TASKS TO COMPLETE:
[A] List the Champagne houses that the wine auction article below names among the vintage Champagnes in the sale.
[B] According to the wine auction article below, what annual investment return have selected Bordeaux wines shown in the years since 2001?

:: EXTRACT PROVIDED ::

Fine wine continues to be seen as a safe haven for investors, and a buoyant year for fine wine auctions suggests investors’ cellars are building.
This year international wine collectors have been looking far east to a Hong Kong venue where a wine collection coming under the hammer must rate as one of the great wine auctions of the century.
This is Sotheby’s headline wine auction, ‘The Classic Cellar from a Great American Collector’. This is a sale divided into no fewer than 10 individual sales, so huge is the collection.
If we turn back to March 2012, we can reflect on sale No.9. On this occasion, the 100%-sold total reached a healthy HK$20 million (£1.6 million); and it brought the cumulative total that includes the previous eight sales to HK$353 million (that’s £28 million).
Leading the thousands of lots, choice vintage Champagnes included all of the big names: Veuve Clicquot, Pol Roger, Louis Roederer, Dom Perignon (with a single bottle of the latter, 1959, selling for HK$22,050/£1,750).
Classic clarets were no doubt the stars of this great collection: Petrus ’49, and many from the great 1959 vintage from Haut-Brion, Lafite, Latour, Mouton Rothschild, and Margaux, that included many later vintages, too. Then, by the time we got into lot 5323, we were looking at some delicious Montrachets.
High on the bidders’ lists were also some of the great California wines—Napa Valley’s Dominus, Harlan Estate, and Shafer.
At the end of this sale came one of the noble wines of the Rhône, Châteauneuf du Pape, with the catalogue notes from Serena Sutcliffe MW informing us: ‘The 11 different vineyards that form the Domaine du Pegau are a mosaic of all that is fascinating in Châteauneuf, involving a complicated logistical exercise of blending that gives us the Cuvée Reservée. The decision to create, in some years, Cuvée da Capo is not taken lightly and it delivers a blast of the sun-drenched south to take us through the winter months.’
Oh yes, this wine is for drinking as well as for investing! For the modest wine collector or fine diner, so often wine auction catalogues like Sotheby’s offer a fascinating variety of information about wine growing regions, vintages, and what the smart collectors are collecting.
And as we move into the autumn season, many more great purchase opportunities are presented in the form of wine auction No.10 from the ‘Great American Collector’, courtesy once more of Sotheby’s, with the auction house providing us with no fewer than six great wine sales during October and November.
OK, so here’s a question: in terms of annual investment returns in the years since 2001, what would you put at the lowest and at the highest percentages? Pretty much the lowest is U.S. real estate at just 4.61 per cent while in second place is selected Bordeaux wines at 17.08 per cent (with gold topping the list at 18.28 per cent). These stats from Trellis Fine Wine Investments show a nice return for wine investors who are clearly pitching into some great investment opportunities. Taking a view on this richness of choice is Mark Ricardo of Trellis Fine Wine Investments who has been buying and collecting wine for more than 17 years.

:::
:: STUDY MATERIAL ::

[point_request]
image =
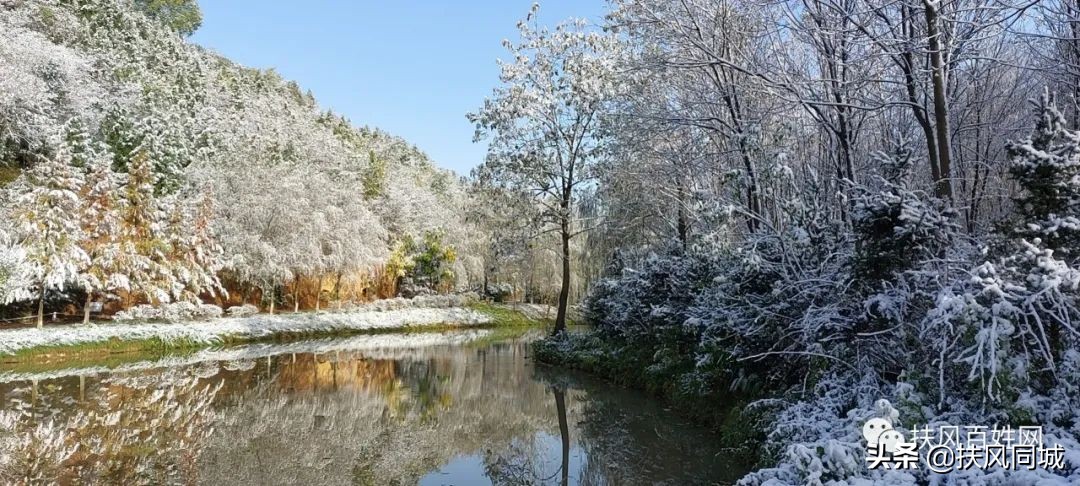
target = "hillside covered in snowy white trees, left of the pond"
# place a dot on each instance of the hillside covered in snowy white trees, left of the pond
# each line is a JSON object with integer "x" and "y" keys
{"x": 202, "y": 175}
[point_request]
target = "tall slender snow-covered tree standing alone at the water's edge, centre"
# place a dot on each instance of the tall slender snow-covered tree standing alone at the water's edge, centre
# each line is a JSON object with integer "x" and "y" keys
{"x": 545, "y": 121}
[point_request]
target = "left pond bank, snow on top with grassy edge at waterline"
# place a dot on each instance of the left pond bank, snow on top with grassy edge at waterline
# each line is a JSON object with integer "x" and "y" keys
{"x": 100, "y": 342}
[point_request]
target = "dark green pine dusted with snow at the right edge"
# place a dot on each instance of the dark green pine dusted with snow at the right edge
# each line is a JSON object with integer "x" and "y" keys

:::

SOLUTION SET:
[A] Veuve Clicquot, Pol Roger, Louis Roederer, Dom Perignon

[B] 17.08 per cent